===== Выбранный фрагмент
Полковник Оберюхтин был скромный молодой офицер Генерального штаба, горячий работник и фантаст быстрых решений, но со слабой личной волей и панической душой. Пока невелика была ответственность маленького штабного работника, он казался «титаном» энергии и в таком виде, очевидно, произвел благоприятное впечатление на генерала К. В. Сахарова, который тоже имел довольно ретивый характер. Однако тот же полковник Оберюхтин оказался жалким птенчиком в момент, когда на него «навалили» не по плечу грандиозную ответственность и предоставили его самому себе в омуте паники и в общей прострации расстроенного управления армией.
Причем армия эта уже фактически перепуталась с дезорганизованным до крайности тылом. Трудно было не растеряться в этой обстановке и весьма опытному военачальнику и администратору. Еще труднее было, конечно, решение такой задачи для неуверенного в своих силах и опыте полковника Оберюхтина, или, как тогда он считался, начальника штаба главнокомандующего Восточным фронтом. Как натура неустойчивая, он, вероятно, быстро впал в свою собственную волевую прострацию и, видя неизбежность полной катастрофы, не нашел иного для себя решения, как перейти на сторону… большевиков.
И таких, как Оберюхтин, было немало, к сожалению, на белом Сибирском фронте. Некоторые из ему подобных, как, например, полковники Песоцкий{110}, Колегов{111}, Базаревский, Григорьев и иные прочие, еще с меньшим для себя внутренним душевным сопротивлением совершили этот переход на сторону врагов национальной России. Это печальное явление всецело получило корни от того развала в организации армии, который был допущен на самых верхах управления ею.
И этот развал так ярко выразился на омском судебном процессе, к продолжению описания которого необходимо теперь снова вернуться. Центром внимания на этом процессе была не фигура подсудимого, как отмечено было выше, но самая Ставка, во главе с ее начальником – генералом Д.А. Лебедевым и его ближайшим помощником генералом П.Г. Бурлиным. Главнейшим моментом процесса, от выяснения которого зависела судьба подсудимого и ожидавшийся для него приговор, являлся вопрос: был ли полковник Клерже подчинен генералу Марковскому, когда отказался исполнить его приказ, или подчинен ему не был? Если был подчинен, то виновен и подлежит присуждению, если не был подчинен, то подлежит оправданию.
==========
===== Материалы задания
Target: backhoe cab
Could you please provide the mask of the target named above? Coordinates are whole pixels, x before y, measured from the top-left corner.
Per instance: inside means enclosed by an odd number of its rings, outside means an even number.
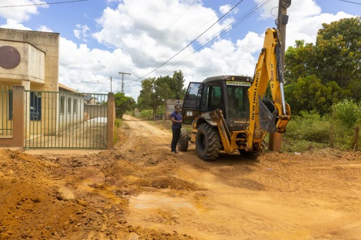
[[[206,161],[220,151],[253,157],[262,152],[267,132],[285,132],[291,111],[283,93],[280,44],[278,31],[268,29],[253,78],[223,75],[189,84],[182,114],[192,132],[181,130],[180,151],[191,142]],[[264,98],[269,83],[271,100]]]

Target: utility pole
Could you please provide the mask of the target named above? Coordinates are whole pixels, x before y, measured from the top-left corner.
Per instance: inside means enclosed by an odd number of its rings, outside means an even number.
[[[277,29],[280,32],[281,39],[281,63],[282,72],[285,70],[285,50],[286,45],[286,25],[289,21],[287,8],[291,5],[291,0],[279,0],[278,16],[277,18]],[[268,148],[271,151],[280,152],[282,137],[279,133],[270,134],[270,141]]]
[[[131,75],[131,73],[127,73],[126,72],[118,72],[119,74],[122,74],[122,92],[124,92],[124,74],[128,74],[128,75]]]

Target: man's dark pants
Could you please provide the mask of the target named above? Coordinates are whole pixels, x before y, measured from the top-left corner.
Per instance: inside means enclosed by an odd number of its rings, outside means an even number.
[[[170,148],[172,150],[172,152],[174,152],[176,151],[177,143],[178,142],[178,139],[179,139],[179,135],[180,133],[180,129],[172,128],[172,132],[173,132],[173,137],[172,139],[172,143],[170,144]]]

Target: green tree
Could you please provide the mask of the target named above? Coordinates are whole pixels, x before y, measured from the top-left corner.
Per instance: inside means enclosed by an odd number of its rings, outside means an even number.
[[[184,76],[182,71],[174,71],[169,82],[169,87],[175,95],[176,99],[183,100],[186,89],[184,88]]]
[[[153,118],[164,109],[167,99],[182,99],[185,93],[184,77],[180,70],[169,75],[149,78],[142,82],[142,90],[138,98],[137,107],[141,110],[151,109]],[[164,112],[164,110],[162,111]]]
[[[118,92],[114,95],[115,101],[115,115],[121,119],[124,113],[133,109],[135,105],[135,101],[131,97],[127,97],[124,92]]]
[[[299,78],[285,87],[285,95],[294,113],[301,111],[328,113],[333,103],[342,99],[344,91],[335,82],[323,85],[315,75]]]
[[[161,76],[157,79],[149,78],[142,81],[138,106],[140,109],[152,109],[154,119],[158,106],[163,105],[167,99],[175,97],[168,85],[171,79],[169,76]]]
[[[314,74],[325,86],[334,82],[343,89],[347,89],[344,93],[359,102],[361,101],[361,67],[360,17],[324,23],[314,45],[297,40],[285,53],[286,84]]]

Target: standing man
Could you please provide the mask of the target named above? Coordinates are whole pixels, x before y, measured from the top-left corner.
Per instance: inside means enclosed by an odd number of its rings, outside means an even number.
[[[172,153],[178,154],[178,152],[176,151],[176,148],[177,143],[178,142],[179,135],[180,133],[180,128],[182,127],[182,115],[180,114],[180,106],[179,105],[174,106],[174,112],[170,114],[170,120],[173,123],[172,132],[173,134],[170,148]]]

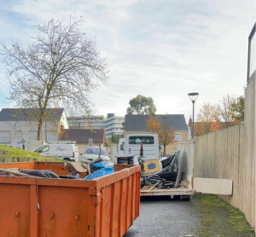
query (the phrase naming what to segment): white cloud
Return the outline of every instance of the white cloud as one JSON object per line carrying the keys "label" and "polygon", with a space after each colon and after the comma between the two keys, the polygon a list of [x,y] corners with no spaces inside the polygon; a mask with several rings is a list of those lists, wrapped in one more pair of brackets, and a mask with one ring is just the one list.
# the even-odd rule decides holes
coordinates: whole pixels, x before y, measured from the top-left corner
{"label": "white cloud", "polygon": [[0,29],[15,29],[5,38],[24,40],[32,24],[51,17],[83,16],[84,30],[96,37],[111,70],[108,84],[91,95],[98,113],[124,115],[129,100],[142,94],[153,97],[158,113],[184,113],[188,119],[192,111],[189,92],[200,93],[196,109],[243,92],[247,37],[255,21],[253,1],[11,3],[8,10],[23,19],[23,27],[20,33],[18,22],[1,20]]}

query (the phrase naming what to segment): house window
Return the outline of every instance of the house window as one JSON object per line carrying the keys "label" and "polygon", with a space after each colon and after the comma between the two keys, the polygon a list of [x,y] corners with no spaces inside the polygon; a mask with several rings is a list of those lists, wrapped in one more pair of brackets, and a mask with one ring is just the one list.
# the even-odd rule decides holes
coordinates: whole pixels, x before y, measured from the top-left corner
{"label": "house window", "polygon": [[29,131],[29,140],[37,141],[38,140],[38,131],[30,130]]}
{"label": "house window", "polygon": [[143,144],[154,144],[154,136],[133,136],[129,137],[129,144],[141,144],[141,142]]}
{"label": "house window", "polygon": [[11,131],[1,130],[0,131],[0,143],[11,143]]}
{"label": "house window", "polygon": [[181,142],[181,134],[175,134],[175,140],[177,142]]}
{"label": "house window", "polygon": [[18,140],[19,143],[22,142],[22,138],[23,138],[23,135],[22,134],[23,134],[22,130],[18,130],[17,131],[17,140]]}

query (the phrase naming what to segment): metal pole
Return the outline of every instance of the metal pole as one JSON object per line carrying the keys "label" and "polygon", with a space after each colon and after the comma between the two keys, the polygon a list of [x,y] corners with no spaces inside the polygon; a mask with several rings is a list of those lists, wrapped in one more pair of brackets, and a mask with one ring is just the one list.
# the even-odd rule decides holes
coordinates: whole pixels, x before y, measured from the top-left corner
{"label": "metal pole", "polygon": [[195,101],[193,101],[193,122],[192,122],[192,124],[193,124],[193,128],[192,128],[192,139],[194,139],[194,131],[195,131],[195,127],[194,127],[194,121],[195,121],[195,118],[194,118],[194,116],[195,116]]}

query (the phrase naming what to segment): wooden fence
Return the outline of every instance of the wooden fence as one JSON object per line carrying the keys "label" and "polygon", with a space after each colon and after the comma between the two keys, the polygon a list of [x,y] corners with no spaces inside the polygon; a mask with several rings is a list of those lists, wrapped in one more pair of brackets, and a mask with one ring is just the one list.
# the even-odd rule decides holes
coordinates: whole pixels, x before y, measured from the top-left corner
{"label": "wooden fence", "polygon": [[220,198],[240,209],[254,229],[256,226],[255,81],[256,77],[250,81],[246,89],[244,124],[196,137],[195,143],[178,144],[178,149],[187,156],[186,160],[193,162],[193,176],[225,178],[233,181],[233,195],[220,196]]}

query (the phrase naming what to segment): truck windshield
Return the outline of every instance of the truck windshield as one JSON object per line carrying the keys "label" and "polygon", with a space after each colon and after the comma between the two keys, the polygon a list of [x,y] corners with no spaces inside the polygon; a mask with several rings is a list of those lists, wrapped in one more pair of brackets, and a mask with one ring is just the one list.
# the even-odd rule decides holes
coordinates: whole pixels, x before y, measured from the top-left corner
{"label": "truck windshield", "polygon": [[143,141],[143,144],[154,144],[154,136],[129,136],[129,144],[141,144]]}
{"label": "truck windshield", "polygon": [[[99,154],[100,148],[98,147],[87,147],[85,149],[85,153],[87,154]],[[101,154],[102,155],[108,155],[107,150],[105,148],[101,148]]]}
==========
===== Материалы задания
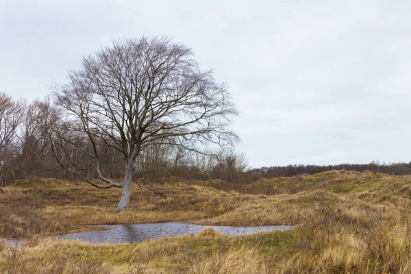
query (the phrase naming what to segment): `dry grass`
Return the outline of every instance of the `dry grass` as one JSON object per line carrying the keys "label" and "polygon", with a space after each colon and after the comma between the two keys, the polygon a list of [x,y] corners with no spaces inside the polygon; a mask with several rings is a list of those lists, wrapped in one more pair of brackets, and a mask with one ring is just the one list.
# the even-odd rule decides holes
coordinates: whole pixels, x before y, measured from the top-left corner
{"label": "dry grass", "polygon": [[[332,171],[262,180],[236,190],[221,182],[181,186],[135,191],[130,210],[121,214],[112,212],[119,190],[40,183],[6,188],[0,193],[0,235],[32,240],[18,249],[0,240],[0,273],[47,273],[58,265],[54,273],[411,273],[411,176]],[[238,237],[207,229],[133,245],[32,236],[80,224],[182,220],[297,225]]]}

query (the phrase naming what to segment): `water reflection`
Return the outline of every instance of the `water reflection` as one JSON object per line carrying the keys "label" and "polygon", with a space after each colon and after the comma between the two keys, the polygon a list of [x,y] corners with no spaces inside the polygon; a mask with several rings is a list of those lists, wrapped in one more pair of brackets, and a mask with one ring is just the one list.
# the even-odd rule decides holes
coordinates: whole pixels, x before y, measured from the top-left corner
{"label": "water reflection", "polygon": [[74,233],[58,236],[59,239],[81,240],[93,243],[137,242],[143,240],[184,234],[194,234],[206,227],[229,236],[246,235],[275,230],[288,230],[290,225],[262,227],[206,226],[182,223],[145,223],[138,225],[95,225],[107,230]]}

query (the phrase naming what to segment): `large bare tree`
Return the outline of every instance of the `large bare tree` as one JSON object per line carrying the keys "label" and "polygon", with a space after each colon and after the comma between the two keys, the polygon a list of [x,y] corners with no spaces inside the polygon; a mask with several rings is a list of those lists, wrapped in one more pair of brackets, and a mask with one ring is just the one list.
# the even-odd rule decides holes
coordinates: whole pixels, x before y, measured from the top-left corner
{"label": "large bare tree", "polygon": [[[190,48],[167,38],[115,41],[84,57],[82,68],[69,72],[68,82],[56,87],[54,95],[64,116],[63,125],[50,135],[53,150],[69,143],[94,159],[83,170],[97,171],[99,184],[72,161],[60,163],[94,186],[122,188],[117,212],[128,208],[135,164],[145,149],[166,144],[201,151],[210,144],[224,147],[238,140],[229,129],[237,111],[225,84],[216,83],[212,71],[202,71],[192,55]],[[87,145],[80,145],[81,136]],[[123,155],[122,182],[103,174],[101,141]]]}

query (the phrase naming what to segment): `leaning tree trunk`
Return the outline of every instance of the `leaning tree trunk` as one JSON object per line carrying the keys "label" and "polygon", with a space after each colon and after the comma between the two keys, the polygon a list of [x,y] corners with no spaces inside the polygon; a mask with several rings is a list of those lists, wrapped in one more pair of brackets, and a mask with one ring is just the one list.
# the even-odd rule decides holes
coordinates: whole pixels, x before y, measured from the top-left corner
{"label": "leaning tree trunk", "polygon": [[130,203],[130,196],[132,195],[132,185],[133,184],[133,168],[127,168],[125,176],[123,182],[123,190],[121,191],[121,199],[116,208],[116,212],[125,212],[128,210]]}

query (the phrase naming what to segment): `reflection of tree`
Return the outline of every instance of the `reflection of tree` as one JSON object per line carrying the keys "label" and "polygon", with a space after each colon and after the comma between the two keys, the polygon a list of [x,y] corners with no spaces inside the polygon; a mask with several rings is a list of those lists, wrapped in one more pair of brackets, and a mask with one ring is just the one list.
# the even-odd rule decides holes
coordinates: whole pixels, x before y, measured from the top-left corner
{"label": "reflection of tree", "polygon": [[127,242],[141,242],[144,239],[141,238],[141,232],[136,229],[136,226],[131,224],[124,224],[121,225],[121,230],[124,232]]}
==========
===== Материалы задания
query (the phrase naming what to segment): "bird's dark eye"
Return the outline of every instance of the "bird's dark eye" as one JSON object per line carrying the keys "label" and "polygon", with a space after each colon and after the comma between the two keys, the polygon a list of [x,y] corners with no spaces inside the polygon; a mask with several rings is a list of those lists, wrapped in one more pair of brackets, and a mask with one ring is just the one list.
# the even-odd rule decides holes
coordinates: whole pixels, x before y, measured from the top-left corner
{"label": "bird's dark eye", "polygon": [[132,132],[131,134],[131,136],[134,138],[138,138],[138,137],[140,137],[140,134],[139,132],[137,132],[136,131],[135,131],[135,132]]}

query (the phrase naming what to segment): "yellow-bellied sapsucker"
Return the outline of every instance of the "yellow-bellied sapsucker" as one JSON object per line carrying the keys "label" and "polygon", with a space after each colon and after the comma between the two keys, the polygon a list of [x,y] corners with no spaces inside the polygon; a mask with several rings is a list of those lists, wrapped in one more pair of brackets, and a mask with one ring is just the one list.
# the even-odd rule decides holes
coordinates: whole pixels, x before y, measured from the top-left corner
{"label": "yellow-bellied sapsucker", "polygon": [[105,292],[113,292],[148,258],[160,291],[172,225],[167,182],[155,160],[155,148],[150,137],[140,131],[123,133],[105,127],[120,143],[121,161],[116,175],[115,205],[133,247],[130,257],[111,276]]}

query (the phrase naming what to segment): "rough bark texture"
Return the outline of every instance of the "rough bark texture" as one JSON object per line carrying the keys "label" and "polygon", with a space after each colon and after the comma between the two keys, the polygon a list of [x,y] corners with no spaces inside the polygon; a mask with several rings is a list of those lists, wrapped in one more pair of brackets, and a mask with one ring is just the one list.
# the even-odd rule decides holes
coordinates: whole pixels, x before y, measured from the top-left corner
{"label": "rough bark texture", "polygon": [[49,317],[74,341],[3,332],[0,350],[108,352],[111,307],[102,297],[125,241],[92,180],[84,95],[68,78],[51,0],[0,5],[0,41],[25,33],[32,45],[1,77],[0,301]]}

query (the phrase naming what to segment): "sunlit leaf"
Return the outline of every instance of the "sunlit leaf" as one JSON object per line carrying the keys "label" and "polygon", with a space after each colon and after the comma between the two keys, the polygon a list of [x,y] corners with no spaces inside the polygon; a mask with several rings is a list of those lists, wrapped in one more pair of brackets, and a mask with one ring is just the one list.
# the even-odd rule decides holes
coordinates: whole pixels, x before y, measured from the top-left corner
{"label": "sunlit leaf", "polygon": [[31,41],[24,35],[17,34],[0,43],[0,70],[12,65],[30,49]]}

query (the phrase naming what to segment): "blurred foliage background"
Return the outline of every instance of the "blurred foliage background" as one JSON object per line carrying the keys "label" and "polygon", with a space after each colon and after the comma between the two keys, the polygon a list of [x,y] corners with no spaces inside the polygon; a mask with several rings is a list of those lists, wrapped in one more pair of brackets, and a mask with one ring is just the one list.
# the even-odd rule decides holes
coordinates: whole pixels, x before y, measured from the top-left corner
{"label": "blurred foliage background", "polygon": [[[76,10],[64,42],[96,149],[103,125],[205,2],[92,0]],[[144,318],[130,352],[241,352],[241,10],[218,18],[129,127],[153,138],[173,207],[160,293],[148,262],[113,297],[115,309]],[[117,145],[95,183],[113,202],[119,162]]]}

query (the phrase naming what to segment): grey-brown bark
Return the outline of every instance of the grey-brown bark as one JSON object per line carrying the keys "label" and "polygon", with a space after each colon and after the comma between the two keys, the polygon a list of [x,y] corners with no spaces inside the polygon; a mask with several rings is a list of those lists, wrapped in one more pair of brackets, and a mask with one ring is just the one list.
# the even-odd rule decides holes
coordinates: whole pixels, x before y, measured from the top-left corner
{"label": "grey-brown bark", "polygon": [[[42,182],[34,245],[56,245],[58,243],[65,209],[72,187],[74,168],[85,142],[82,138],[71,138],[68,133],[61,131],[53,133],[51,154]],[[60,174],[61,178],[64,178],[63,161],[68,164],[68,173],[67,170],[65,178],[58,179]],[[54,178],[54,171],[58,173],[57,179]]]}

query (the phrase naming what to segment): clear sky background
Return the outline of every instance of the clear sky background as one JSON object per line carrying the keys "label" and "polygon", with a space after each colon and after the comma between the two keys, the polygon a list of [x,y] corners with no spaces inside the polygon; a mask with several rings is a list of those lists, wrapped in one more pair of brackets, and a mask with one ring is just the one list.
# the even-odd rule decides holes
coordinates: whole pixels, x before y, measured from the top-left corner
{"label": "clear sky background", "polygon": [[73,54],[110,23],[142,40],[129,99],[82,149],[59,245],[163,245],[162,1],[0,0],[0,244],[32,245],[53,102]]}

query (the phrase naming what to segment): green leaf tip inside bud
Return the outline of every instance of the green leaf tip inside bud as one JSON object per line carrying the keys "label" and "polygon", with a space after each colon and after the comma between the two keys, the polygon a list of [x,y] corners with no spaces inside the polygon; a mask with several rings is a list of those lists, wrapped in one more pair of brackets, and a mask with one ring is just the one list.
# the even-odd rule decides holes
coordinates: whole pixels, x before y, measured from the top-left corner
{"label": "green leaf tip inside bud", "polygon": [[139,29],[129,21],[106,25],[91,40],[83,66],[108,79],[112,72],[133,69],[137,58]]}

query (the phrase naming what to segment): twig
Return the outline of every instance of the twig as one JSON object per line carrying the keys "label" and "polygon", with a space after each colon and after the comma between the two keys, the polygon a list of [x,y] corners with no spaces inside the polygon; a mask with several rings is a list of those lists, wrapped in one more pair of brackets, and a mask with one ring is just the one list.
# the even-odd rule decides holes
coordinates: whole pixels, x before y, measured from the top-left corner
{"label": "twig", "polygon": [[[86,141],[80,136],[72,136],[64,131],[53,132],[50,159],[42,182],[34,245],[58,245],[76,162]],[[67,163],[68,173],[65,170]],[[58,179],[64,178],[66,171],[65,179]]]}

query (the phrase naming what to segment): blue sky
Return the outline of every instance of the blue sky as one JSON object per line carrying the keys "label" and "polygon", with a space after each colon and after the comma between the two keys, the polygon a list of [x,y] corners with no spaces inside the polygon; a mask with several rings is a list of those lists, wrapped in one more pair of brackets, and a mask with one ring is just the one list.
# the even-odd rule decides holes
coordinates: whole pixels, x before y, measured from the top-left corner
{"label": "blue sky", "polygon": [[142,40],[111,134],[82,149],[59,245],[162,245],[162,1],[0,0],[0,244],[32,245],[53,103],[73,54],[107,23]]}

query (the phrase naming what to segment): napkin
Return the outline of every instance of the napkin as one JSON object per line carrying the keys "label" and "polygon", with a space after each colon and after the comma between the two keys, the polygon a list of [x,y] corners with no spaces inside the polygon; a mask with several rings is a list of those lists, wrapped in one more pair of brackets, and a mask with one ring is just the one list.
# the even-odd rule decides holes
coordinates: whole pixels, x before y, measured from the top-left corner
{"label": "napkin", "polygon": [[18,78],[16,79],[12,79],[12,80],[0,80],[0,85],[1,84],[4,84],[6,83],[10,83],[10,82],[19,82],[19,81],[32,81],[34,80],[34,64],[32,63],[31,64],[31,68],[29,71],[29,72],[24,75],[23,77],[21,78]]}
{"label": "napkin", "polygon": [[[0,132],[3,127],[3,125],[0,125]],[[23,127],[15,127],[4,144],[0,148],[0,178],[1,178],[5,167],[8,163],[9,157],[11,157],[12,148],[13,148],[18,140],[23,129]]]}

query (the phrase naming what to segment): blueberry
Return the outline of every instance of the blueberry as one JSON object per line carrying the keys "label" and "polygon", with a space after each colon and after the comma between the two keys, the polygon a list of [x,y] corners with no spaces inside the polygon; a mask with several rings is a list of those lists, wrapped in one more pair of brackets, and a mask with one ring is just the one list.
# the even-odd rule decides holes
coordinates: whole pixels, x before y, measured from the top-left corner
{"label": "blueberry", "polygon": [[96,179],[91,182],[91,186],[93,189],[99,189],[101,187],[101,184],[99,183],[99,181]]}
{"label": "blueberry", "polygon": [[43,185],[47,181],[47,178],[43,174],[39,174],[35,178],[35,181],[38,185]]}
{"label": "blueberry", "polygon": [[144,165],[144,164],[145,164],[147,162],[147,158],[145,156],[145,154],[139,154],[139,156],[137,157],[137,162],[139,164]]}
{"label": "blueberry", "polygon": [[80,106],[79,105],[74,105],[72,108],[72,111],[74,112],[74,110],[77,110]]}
==========
Задание 1 -
Почему во фрагменте главнейшим моментом омского процесса назван вопрос о том, был ли полковник Клерже подчинен генералу Марковскому? Ответьте в одном–трех предложениях.
Задание 2 -
Соберите из записей все строки, в которых есть слово «green». Регистр букв учитывается.

Ответ 1 -
От этого вопроса зависели судьба подсудимого и ожидавшийся для него приговор. Если Клерже был подчинен Марковскому, когда отказался исполнить его приказ, он виновен и подлежит присуждению. Если не был подчинен, он подлежит оправданию.

Ответ 2 -
Target: green tree
query (the phrase naming what to segment): green leaf tip inside bud
Return the outline of every instance of the green leaf tip inside bud as one JSON object per line carrying the keys "label" and "polygon", with a space after each colon and after the comma between the two keys, the polygon a list of [x,y] corners with no spaces inside the polygon; a mask with several rings is a list of those lists, wrapped in one more pair of brackets, and a mask with one ring is just the one list.
{"label": "green leaf tip inside bud", "polygon": [[139,29],[129,21],[106,25],[91,40],[83,66],[108,79],[112,72],[133,69],[137,58]]}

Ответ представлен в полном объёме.